** begin RECORDED DATA **

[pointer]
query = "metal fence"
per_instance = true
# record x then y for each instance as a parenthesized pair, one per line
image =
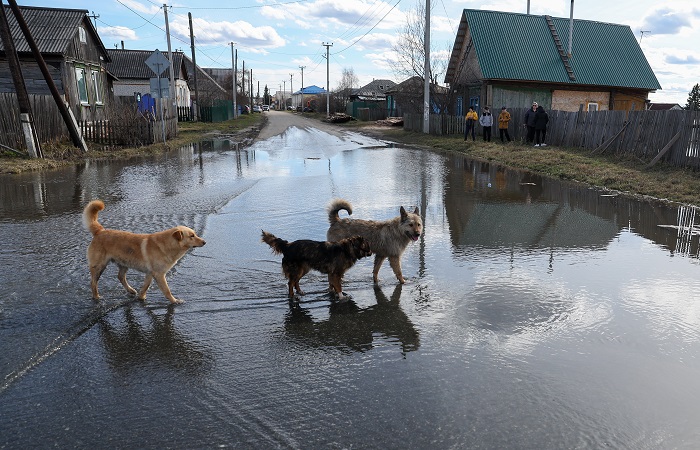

** end RECORDED DATA **

(REQUIRED WORK)
Give these lines again with every "metal fence" changed to "iron railing" and nothing else altered, and leave the pictures out.

(FINISHED EXERCISE)
[pointer]
query = "iron railing"
per_instance = true
# record x then y for each instance as a parenthesized pair, one per line
image =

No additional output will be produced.